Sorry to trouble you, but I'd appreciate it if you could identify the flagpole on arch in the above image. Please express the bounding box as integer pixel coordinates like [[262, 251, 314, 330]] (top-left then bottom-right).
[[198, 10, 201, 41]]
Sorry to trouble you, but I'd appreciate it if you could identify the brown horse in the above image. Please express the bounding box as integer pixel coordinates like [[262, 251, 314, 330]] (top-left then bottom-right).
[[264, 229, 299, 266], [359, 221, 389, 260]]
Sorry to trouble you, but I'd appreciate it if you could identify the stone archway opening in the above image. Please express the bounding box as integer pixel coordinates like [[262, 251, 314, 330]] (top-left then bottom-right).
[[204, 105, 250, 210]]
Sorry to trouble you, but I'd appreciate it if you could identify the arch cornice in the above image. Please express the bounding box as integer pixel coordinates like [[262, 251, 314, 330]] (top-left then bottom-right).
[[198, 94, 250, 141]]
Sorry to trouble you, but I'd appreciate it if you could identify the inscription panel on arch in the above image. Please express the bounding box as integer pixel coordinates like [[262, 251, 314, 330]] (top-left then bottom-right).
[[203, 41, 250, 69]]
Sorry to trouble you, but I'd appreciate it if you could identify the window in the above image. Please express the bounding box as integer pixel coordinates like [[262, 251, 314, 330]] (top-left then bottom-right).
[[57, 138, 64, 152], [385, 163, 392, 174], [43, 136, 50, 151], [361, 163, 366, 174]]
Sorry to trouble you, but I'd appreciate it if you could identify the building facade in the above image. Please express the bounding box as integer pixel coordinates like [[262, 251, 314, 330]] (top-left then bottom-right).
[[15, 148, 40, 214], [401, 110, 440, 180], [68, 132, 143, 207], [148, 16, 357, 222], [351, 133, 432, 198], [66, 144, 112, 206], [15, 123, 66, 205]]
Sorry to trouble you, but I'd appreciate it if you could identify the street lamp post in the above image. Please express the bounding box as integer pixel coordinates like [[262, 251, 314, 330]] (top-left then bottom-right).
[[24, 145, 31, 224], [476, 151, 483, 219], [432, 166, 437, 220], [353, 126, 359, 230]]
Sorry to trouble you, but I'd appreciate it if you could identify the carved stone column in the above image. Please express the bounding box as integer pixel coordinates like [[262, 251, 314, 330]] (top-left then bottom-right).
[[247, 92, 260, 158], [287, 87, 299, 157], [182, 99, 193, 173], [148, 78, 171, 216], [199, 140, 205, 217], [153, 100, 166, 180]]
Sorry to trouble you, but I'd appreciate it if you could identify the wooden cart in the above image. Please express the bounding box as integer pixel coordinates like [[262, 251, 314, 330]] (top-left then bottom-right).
________________
# [WHAT NEEDS TO BE DONE]
Turn everything in the records above, from the first line down to the line containing "[[204, 105, 250, 210]]", into a numbered list, skipping any blank lines.

# [RESULT OF THE EXERCISE]
1. Sorry to trouble you, but I'd appreciate it if you could identify the flagpole on arch in the above image. Please express the bounding box as integer pixel coordinates like [[262, 251, 314, 330]] (top-left then bottom-right).
2. [[198, 10, 201, 41]]
3. Sorry to trouble you, but I'd appreciate it if you could identify the brown horse in the above image. Please express the bounding box as integer pixel coordinates like [[262, 251, 314, 330]] (top-left then bottom-right).
4. [[264, 229, 299, 266], [359, 221, 389, 260]]
5. Sorry to trouble you, but I'd appreciate it if you could identify the stone archway opening in the above image. Please express the bounding box as integer pixel coordinates like [[262, 251, 314, 330]] (top-left then bottom-right).
6. [[204, 105, 250, 210]]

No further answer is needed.